Hourly Rates – Does Location Matter?

The Wraith Test

It should be considered whether a particular firm of solicitors needed to carry out the work, where the claimant resides and whether there is sufficient local expertise to deal with the case in that area. The locality of where the work is carried out may have a bearing on the hourly rates recoverable. Usually the arguments centre around whether the paying party should have to pay London rates rather than provincial ones, given that these can be significantly higher.

When challenging the hourly rates, paying parties often argue that the hourly rates applicable are those where the Claimant resides as opposed to the where the Solicitor s/he instructs are based. So if the Claimant is located in York but instructs solicitors based in London. The argument that is raised is that an hourly rate that is reasonable for York should be allowed as opposed to London hourly rates which are higher

The test of whether it is reasonable to use a firm that is not local to the client was set out in Wraith v Sheffield Forgemasters Ltd [1998]. In this particular case, the claimant lived in Sheffield but instructed trade union solicitors in London.

[TO DO] According to the excerpt on hourly rates and location, why do disputes usually turn on whether the paying party should pay London rates instead of provincial ones? Answer in one to three sentences.

[RECORDS SHOWN]

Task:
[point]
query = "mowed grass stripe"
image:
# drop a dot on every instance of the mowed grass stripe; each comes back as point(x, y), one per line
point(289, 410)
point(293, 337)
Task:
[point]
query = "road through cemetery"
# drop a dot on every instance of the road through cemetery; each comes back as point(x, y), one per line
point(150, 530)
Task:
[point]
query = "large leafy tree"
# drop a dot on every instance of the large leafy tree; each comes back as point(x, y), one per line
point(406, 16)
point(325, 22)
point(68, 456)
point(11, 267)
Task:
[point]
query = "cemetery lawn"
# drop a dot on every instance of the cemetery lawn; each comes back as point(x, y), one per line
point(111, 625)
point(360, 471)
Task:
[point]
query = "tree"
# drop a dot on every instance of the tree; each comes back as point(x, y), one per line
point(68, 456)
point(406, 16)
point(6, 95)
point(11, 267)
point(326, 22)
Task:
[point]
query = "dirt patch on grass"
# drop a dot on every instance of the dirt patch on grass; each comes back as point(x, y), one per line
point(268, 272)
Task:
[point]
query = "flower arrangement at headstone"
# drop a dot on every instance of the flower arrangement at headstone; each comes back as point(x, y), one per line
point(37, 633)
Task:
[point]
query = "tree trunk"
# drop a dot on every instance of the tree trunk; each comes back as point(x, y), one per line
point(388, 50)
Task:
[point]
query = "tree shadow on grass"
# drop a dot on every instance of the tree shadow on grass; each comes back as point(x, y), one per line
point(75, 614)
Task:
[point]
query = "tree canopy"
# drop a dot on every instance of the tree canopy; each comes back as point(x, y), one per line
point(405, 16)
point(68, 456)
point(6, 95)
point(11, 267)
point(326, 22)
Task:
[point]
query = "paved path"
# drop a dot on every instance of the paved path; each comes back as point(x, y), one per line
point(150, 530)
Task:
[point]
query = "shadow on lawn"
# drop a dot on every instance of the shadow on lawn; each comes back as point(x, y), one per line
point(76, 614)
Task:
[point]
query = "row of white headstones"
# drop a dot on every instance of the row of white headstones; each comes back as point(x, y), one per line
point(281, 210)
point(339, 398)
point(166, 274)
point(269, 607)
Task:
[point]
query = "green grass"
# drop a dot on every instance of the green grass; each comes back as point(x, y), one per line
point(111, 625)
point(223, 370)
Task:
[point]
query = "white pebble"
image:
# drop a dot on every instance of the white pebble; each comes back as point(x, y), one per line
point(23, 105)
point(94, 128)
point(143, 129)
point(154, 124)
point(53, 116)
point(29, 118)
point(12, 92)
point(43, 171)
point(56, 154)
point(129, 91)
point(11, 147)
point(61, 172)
--
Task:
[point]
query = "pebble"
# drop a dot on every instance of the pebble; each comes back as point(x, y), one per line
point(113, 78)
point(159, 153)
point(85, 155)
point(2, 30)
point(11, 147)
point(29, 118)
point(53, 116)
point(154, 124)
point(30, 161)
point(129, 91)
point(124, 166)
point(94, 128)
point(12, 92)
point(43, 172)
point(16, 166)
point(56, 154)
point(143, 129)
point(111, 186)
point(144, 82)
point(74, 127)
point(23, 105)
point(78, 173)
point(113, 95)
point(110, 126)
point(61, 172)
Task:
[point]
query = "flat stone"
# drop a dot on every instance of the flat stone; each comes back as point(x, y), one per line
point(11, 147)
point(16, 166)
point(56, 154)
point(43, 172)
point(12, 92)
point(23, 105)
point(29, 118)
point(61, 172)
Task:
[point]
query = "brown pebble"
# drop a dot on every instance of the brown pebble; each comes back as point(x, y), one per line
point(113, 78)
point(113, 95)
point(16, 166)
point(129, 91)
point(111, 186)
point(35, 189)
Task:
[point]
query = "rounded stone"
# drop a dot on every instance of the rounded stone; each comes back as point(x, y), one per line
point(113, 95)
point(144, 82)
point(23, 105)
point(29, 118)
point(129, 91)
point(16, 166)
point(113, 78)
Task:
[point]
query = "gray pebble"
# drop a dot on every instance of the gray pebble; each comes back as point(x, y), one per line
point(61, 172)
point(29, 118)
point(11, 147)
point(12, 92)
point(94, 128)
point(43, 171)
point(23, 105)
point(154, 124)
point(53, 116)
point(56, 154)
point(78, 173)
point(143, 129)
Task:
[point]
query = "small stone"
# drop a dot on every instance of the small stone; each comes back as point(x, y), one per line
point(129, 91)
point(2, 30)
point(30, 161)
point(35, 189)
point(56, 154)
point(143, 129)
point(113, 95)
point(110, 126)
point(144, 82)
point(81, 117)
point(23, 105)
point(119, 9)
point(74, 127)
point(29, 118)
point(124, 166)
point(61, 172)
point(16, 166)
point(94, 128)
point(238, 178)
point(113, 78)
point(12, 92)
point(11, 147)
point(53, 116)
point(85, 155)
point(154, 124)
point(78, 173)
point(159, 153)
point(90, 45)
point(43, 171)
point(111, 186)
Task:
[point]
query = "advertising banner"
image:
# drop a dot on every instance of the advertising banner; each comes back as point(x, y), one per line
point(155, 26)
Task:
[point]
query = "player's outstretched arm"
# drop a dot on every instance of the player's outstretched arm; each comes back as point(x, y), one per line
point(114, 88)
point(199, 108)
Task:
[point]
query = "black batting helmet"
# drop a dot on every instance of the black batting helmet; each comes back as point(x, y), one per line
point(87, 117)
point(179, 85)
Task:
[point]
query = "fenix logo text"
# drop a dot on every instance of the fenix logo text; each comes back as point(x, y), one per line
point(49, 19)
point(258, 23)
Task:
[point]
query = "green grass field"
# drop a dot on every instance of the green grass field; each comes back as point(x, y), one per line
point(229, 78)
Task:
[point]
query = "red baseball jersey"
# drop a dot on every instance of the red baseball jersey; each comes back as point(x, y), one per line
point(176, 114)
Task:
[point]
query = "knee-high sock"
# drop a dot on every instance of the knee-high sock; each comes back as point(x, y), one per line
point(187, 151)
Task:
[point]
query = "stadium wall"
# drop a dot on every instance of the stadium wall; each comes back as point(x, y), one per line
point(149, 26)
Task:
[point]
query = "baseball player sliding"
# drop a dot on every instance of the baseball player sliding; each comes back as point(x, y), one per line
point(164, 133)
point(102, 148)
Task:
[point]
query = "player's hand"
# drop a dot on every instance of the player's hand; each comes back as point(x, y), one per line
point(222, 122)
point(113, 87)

[COMPLETED EXERCISE] The place where the work is carried out may affect the hourly rates that can be recovered, and London rates can be significantly higher than provincial ones. The paying party therefore argues for the lower provincial rates.